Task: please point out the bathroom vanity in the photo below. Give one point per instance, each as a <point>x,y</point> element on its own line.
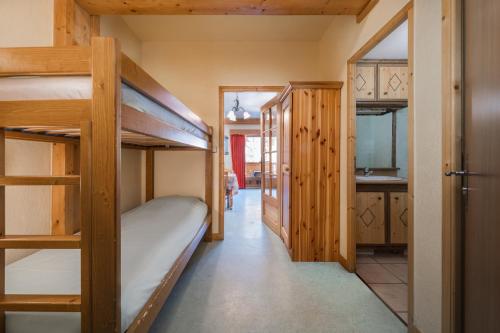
<point>381,211</point>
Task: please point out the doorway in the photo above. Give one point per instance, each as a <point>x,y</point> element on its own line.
<point>380,159</point>
<point>241,172</point>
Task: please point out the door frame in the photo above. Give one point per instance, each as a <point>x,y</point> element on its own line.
<point>222,89</point>
<point>406,13</point>
<point>452,83</point>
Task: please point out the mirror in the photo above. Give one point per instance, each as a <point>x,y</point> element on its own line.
<point>381,141</point>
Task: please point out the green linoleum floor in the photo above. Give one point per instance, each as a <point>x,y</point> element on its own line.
<point>247,283</point>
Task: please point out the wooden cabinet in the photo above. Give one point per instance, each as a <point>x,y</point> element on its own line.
<point>370,217</point>
<point>309,169</point>
<point>381,214</point>
<point>365,82</point>
<point>399,217</point>
<point>381,82</point>
<point>393,82</point>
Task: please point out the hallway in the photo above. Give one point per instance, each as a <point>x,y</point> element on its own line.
<point>247,283</point>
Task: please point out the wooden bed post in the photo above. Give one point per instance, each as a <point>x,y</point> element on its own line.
<point>209,174</point>
<point>150,174</point>
<point>106,155</point>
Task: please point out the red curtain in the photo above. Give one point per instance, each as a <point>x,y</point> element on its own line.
<point>238,158</point>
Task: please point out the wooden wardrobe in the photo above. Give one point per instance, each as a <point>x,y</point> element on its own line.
<point>307,167</point>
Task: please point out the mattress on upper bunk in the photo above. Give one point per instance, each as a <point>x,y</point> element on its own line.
<point>19,88</point>
<point>153,236</point>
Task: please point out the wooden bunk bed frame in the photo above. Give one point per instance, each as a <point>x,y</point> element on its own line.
<point>100,127</point>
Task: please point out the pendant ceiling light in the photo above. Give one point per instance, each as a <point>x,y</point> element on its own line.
<point>237,111</point>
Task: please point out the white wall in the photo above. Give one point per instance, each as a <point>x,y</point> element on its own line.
<point>193,71</point>
<point>427,168</point>
<point>115,26</point>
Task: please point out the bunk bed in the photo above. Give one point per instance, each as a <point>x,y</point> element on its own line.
<point>98,99</point>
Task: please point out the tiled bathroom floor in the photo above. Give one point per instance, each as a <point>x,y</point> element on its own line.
<point>387,276</point>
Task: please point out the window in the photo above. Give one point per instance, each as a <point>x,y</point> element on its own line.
<point>252,149</point>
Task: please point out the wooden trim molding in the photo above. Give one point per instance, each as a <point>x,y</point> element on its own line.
<point>217,7</point>
<point>366,10</point>
<point>222,90</point>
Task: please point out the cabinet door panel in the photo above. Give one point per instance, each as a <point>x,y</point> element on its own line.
<point>365,82</point>
<point>370,217</point>
<point>393,82</point>
<point>399,218</point>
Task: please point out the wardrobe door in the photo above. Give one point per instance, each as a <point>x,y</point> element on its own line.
<point>286,171</point>
<point>393,82</point>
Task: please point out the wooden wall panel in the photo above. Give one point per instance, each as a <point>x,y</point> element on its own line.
<point>315,174</point>
<point>370,218</point>
<point>399,217</point>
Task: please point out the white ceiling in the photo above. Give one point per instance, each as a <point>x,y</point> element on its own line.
<point>250,101</point>
<point>228,27</point>
<point>394,46</point>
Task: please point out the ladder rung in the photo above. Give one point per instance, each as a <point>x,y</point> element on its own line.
<point>40,303</point>
<point>40,242</point>
<point>35,180</point>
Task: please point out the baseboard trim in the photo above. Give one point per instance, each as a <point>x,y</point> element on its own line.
<point>343,262</point>
<point>413,329</point>
<point>218,236</point>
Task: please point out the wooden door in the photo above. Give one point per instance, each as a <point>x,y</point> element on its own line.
<point>286,161</point>
<point>370,218</point>
<point>365,82</point>
<point>482,157</point>
<point>393,82</point>
<point>270,162</point>
<point>399,217</point>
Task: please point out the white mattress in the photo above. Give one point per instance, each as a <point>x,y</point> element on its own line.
<point>153,236</point>
<point>19,88</point>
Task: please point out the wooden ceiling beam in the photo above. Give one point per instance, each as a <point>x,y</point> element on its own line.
<point>366,10</point>
<point>224,7</point>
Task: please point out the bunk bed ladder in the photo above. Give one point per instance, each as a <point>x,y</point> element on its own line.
<point>50,303</point>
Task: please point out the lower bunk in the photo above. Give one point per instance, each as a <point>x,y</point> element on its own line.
<point>157,240</point>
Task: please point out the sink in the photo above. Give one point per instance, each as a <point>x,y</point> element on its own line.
<point>379,179</point>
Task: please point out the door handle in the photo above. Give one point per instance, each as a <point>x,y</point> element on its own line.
<point>460,173</point>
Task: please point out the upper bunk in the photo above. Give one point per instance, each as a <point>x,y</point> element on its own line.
<point>57,84</point>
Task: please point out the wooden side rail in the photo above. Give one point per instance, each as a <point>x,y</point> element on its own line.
<point>136,77</point>
<point>40,242</point>
<point>20,61</point>
<point>139,122</point>
<point>98,123</point>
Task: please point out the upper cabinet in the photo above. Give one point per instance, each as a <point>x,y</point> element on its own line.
<point>381,82</point>
<point>393,82</point>
<point>365,82</point>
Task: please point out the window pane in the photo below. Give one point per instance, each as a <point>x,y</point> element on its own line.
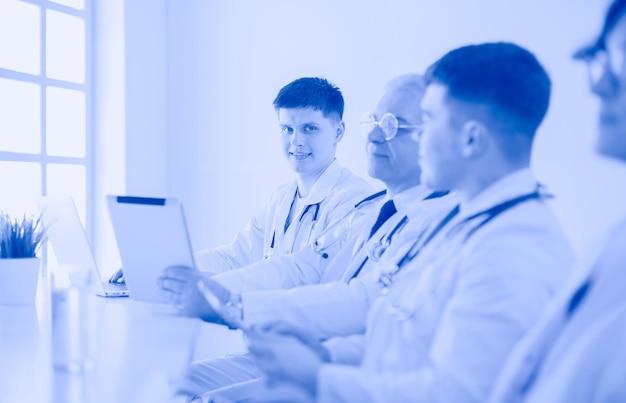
<point>21,186</point>
<point>65,47</point>
<point>69,180</point>
<point>77,4</point>
<point>65,122</point>
<point>20,122</point>
<point>19,36</point>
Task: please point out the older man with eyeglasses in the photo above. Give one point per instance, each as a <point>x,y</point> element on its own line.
<point>350,248</point>
<point>577,351</point>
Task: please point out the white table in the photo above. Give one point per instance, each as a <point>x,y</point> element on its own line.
<point>137,351</point>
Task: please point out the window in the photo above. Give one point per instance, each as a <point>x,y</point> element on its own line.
<point>45,129</point>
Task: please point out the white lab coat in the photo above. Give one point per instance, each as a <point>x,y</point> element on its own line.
<point>338,306</point>
<point>264,284</point>
<point>451,317</point>
<point>337,191</point>
<point>327,259</point>
<point>583,353</point>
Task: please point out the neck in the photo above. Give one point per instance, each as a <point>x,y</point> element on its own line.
<point>394,189</point>
<point>307,181</point>
<point>479,182</point>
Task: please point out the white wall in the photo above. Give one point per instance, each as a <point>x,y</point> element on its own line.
<point>184,91</point>
<point>227,60</point>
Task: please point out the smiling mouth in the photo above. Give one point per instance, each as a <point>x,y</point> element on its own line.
<point>300,156</point>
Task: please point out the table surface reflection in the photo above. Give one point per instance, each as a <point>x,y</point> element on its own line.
<point>136,352</point>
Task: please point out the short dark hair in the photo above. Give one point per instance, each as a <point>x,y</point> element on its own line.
<point>504,77</point>
<point>311,92</point>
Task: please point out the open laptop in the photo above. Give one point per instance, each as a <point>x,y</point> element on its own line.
<point>151,235</point>
<point>70,244</point>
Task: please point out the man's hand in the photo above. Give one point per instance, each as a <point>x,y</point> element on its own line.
<point>301,334</point>
<point>285,358</point>
<point>180,285</point>
<point>117,277</point>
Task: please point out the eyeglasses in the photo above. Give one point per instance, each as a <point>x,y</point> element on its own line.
<point>388,123</point>
<point>601,61</point>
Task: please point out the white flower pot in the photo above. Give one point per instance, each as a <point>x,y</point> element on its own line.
<point>18,281</point>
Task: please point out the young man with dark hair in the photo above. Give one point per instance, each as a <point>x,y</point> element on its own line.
<point>324,298</point>
<point>310,113</point>
<point>453,306</point>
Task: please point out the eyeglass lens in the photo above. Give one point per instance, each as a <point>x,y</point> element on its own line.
<point>388,123</point>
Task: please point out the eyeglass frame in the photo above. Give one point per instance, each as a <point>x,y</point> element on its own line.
<point>600,60</point>
<point>390,118</point>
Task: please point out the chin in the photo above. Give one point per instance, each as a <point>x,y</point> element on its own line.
<point>611,142</point>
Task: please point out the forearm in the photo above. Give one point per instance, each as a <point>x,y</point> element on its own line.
<point>328,310</point>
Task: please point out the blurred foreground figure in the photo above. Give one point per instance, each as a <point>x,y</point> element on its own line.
<point>577,352</point>
<point>329,286</point>
<point>449,316</point>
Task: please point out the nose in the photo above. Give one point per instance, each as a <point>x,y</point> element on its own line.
<point>298,139</point>
<point>606,85</point>
<point>376,135</point>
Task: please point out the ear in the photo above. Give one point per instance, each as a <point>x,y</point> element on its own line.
<point>474,138</point>
<point>339,130</point>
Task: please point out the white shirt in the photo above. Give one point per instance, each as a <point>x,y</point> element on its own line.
<point>336,191</point>
<point>339,306</point>
<point>580,355</point>
<point>453,314</point>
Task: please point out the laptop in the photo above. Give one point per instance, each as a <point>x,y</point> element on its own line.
<point>71,246</point>
<point>151,235</point>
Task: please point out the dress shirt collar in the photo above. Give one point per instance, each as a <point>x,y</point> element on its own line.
<point>325,183</point>
<point>406,201</point>
<point>508,187</point>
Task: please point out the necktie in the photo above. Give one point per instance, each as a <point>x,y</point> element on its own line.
<point>387,210</point>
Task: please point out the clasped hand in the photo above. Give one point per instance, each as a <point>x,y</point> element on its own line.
<point>287,354</point>
<point>180,286</point>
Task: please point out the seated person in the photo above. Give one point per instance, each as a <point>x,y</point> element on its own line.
<point>448,318</point>
<point>310,112</point>
<point>349,249</point>
<point>576,352</point>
════
# THE TASK:
Copy the rows again, starting with the line containing "Task: please point out the wooden bed" and going on through the line containing "<point>100,127</point>", with each "wooden" changed to "timber" and nothing else altered.

# OUTPUT OF THE EXERCISE:
Task: please point out the timber bed post in the photo above. Give one point per instance, each as a <point>x,y</point> element on its own line.
<point>209,174</point>
<point>150,174</point>
<point>106,155</point>
Task: please point out the red curtain in the photo above. Give one point per instance, each as a <point>x,y</point> element on its own line.
<point>238,158</point>
Task: please point out the timber wardrobe in the photo above. Give one point per instance, each as a <point>x,y</point> element on its own line.
<point>307,167</point>
Task: please point out the mattress on upper bunk in the photo above. Give one point per instance, each as a <point>x,y</point> element on its own line.
<point>19,88</point>
<point>153,236</point>
Task: please point out the timber bunk bed frame in the photo above. Give one point per instance, each as a <point>x,y</point> element on its own line.
<point>100,127</point>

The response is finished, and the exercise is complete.